*練習任務:*
[A] 列出關於四一二清黨的文章中直接出現的全部人名，書名號內的文件名稱不計。
[B] 接續關於四一二清黨的文章，從其最後一句之後續寫下去。

*** 節選原文 ***

從四一二清黨想到群眾運動
談四一二,不能不看當時的大環境。辛亥革命後,清王朝退位,但實際軍政大權還掌握在原來的大官僚大軍閥手中。第一次世界大戰結束後,世界局勢發生了重大變化。一方麵,西方列強實力大傷,對東方國家的幹涉控製能力削弱,再不能組織八國聯軍來幹涉中國內政了。另一方麵,蘇俄為擺脫協約國的封鎖,嚐試向中國輸出革命。這是國民革命得以興起的外部因素。在中國國內,袁世凱垮台後,形成軍閥割據的混亂局麵。這種群龍無首的局麵給了中國自由知識分子一點生存空間,中國思想界出現了一個短暫的活躍期。五四運動後,強烈要求社會變革的呼聲成為全國的主流民意。國民黨在多年依靠幫會革命而一事無成的情況下,開始轉向對外接受蘇俄援助,對內依靠激進學生發動民眾奪取政權的辦法。
孫中山之所以轉向“聯俄聯共,扶助工農”,很大程度應該歸結於陳炯明叛變。陳和孫中山以前依靠的其他人不同,他是老同盟會會員,參加過黃花崗起義,是正宗嫡係國民黨員。然而,一旦主政廣東,馬上醉心於聯省自治。從現在公布的材料看,不能說陳炯明的主張完全沒有道理。但他這麽做實際還是想保持手中的軍權,所以最後必然和孫中山發生衝突。現在有人想為陳炯明翻案,但一個陸軍部長炮擊總統府,無論擱哪兒都說不過去,政見不同,你可以辭職走人,搞叛亂算怎麽回事兒。
陳炯明叛變後,孫中山又變成光杆司令,避居上海。他開始尋找新的依靠力量。一九一九年的五四運動可以說是打開近代中國革命大潮的潘多拉盒子。由學生運動轉向社會運動,最後未經血腥鎮壓基本達到了目的。五四運動的結果讓很多人意識到社會運動蘊藏的巨大能量。甚至連軍閥吳佩孚都一度高唱喊起勞工神聖的口號。在蘇俄幫助下,年輕的中國共產黨野心勃勃,開始在全國各地組織工會,一時間罷工風潮風靡全國。在這種情況下,孫中山接受了共產國際的建議,正式討論與共產黨合作,發表了《孫文·越飛聯合宣言》。而中國共產黨在京漢大罷工失敗後,也認識到自己實力尚弱,需要得到樹大根深的國民黨幫助。所以北伐前的國民黨和共產黨的跨黨合作是各取所需,相互利用。

*** 所供資料 ***

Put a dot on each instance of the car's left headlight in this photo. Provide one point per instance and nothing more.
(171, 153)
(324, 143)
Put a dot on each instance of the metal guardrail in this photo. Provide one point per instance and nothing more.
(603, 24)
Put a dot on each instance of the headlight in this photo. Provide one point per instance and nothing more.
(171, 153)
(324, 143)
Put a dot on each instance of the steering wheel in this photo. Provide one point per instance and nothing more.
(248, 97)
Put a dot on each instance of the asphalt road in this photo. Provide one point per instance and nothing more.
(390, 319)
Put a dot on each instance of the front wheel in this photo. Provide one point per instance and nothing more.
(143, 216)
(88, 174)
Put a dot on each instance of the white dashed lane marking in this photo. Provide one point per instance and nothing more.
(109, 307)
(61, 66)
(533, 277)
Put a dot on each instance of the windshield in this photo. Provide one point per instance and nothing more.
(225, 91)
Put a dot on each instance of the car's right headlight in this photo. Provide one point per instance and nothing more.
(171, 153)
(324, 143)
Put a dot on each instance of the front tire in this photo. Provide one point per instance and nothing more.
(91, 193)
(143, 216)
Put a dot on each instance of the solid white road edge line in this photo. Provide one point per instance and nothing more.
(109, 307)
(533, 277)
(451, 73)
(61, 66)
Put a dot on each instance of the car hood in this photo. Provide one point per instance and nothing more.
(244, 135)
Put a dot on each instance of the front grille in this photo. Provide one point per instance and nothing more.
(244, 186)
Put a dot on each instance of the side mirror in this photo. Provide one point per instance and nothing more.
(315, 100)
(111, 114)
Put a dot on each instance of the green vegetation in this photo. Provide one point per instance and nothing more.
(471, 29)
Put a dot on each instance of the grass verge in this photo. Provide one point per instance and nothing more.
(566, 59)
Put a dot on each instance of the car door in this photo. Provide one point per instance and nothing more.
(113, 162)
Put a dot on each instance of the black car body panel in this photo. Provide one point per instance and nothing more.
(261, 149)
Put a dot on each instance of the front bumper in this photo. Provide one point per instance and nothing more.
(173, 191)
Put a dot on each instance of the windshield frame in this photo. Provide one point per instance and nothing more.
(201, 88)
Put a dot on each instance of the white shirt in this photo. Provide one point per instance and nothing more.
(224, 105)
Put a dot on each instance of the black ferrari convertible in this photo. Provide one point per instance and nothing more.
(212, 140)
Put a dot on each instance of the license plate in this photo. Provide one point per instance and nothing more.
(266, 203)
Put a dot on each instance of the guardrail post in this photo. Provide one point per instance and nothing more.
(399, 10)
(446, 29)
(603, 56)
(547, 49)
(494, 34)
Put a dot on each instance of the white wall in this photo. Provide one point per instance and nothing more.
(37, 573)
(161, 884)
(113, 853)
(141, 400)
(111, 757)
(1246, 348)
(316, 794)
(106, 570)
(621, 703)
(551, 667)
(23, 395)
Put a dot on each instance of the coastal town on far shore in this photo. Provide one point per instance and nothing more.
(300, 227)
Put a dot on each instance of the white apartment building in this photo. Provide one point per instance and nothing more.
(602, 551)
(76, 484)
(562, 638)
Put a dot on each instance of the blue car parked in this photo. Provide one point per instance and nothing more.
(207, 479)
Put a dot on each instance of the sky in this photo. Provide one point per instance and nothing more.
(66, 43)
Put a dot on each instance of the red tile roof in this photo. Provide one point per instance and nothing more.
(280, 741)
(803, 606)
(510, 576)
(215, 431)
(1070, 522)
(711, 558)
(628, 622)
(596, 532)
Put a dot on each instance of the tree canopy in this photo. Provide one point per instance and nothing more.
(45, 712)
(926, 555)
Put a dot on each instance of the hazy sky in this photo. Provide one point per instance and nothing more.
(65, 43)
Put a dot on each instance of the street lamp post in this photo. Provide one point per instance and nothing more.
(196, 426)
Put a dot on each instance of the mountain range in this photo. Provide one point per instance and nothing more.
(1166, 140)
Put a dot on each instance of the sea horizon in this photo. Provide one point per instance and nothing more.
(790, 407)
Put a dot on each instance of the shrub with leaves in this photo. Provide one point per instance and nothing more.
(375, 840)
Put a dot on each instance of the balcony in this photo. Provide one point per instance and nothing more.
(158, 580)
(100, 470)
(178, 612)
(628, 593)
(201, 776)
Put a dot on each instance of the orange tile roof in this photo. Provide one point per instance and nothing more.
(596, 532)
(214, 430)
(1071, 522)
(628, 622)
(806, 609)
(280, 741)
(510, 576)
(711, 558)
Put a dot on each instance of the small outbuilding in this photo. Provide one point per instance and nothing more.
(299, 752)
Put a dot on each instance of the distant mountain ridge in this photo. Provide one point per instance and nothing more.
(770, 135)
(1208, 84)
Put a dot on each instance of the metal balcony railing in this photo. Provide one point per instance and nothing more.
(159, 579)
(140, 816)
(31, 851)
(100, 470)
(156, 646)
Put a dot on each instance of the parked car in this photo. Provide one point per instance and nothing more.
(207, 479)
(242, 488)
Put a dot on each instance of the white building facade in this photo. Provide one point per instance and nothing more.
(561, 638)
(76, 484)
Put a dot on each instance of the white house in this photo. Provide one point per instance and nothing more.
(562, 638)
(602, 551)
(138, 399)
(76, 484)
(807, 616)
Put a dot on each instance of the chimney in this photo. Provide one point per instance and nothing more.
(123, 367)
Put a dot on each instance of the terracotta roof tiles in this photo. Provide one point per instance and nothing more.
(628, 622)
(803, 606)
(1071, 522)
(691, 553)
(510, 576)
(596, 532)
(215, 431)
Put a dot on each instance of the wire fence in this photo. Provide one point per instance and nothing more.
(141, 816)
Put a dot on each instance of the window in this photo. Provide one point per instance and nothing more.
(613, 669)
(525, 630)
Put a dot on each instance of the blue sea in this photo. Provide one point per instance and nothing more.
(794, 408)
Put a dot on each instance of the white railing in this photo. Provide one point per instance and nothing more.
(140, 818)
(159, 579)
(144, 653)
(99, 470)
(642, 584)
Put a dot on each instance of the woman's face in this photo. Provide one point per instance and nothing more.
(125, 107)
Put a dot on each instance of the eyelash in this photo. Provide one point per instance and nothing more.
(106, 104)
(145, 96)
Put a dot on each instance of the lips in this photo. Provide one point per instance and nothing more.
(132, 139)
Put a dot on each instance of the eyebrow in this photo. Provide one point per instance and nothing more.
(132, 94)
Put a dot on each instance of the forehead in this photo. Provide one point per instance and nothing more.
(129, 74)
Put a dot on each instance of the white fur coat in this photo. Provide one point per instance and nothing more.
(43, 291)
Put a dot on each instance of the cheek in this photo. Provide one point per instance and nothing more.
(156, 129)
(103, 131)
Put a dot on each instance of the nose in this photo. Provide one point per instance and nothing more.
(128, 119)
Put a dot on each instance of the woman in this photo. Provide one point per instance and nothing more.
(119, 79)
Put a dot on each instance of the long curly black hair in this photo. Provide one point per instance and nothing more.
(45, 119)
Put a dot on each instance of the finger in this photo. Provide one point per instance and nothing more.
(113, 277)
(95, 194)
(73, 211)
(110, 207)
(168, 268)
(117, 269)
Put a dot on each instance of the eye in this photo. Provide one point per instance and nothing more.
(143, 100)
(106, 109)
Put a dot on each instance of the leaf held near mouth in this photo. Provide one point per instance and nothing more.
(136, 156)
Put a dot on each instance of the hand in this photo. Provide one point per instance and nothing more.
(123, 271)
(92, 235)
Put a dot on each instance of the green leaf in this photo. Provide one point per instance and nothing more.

***

*任務結果:*
[A] 袁世凱、孫中山、陳炯明、吳佩孚

[B]
但這種跨黨合作一開始就埋下了以後分裂的根基。國民黨的上層領袖大多出身大商人,舊官僚,幫會頭目,地方豪強大族,喜歡斤斤計較現實利益。而共產黨領導人卻是一幫教書先生和學生,充滿理想,喜歡衝動,幹什麽事都不計較後果,因為地方利益和他們毫無關係。北伐開始以前,國民黨尚未奪取全國政權,這一切還可以容忍,因為他們更多地注意的是掌握軍權。中山艦事件後,蔣介石把中共趕出軍隊就收手,然後放任中共在湖南等地發動農運,搗北洋軍閥的亂。但北伐軍打到長江後,國民黨的勝利指日可見,這種觸犯大多數國民黨上層人物的利益的工農運動或痞子運動就成了大問題,所以雙方矛盾開始激化。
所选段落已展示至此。